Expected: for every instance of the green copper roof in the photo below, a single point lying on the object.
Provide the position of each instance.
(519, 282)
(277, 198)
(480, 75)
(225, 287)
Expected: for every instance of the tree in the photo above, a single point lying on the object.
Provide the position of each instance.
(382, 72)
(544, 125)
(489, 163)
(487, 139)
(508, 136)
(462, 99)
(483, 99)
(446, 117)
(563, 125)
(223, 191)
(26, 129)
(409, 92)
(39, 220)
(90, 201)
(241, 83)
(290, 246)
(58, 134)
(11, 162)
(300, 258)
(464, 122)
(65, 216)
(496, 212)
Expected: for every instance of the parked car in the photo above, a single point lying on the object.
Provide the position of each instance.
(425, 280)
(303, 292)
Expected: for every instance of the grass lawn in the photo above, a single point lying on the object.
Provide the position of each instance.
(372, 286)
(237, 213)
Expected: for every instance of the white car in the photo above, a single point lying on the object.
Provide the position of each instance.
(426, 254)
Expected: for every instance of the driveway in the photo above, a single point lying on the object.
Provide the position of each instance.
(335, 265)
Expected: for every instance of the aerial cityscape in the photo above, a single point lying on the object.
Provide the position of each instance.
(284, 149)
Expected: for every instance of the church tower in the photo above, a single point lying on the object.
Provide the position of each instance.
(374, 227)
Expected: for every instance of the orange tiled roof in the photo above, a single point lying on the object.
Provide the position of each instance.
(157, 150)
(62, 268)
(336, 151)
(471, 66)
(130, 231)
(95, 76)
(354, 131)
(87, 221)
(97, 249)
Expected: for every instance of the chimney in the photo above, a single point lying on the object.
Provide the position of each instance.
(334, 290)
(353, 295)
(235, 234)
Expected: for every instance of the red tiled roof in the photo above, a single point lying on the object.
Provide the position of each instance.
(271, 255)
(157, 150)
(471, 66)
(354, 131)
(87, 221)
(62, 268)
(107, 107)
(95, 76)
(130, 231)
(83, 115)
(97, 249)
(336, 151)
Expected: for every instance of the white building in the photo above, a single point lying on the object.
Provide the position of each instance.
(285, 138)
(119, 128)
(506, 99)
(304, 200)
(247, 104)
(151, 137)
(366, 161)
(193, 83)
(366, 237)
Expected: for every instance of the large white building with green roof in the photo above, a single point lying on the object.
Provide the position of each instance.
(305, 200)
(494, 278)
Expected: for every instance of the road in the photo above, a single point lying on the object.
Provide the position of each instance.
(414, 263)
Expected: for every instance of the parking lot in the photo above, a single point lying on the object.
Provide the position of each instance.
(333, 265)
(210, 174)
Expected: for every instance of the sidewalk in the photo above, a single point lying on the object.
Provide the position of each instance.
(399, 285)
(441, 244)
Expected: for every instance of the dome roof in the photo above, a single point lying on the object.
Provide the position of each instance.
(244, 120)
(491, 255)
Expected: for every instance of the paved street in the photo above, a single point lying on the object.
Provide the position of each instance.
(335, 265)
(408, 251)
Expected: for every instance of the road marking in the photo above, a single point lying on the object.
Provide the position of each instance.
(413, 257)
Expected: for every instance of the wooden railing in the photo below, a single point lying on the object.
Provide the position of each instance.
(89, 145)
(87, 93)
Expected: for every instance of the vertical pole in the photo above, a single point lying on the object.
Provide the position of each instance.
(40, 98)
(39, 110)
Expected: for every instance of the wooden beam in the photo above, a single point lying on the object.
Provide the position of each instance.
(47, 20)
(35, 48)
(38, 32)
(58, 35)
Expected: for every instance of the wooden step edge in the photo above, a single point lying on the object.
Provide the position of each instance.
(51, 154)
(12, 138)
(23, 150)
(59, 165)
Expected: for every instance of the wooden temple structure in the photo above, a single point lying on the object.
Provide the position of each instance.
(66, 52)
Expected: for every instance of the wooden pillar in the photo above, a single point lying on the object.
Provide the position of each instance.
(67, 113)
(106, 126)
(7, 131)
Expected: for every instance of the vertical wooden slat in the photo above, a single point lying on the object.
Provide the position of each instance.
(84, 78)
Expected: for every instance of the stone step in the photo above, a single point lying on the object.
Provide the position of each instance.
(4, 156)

• _EXERCISE OBJECTIVE_
Arrange the part of the records that opens with the line containing "Expected: for every instance of the wooden step" and continues through the end of the records as a Markdown table with the columns Number and Entry. Give each line its own numbered row, include both ends, and omit any blank lines.

• _RESULT OF THIS EXERCISE_
| Number | Entry |
|---|---|
| 1 | Expected: for every instance of the wooden step edge in the photo above, a single point lying on the object. |
| 2 | Provide the position of each instance. |
| 3 | (51, 154) |
| 4 | (12, 138) |
| 5 | (23, 150) |
| 6 | (59, 165) |
| 7 | Expected: for every instance of the wooden temple structure in the photo above, a single point lying on the object. |
| 8 | Provide the position of each instance. |
| 9 | (66, 52) |
| 10 | Expected: for every instance of the wooden pillar in the photo above, a single point lying on the object. |
| 11 | Provide the position of each instance. |
| 12 | (67, 113) |
| 13 | (106, 126) |
| 14 | (7, 131) |
| 15 | Expected: for every instance of the vertical wooden slat in the photo above, a single point lying on the object. |
| 16 | Provide the position of each instance. |
| 17 | (84, 78) |
| 18 | Expected: for every instance of the stone step in the photo above, a single point lying on the object. |
| 19 | Provide the position of each instance. |
| 20 | (4, 156) |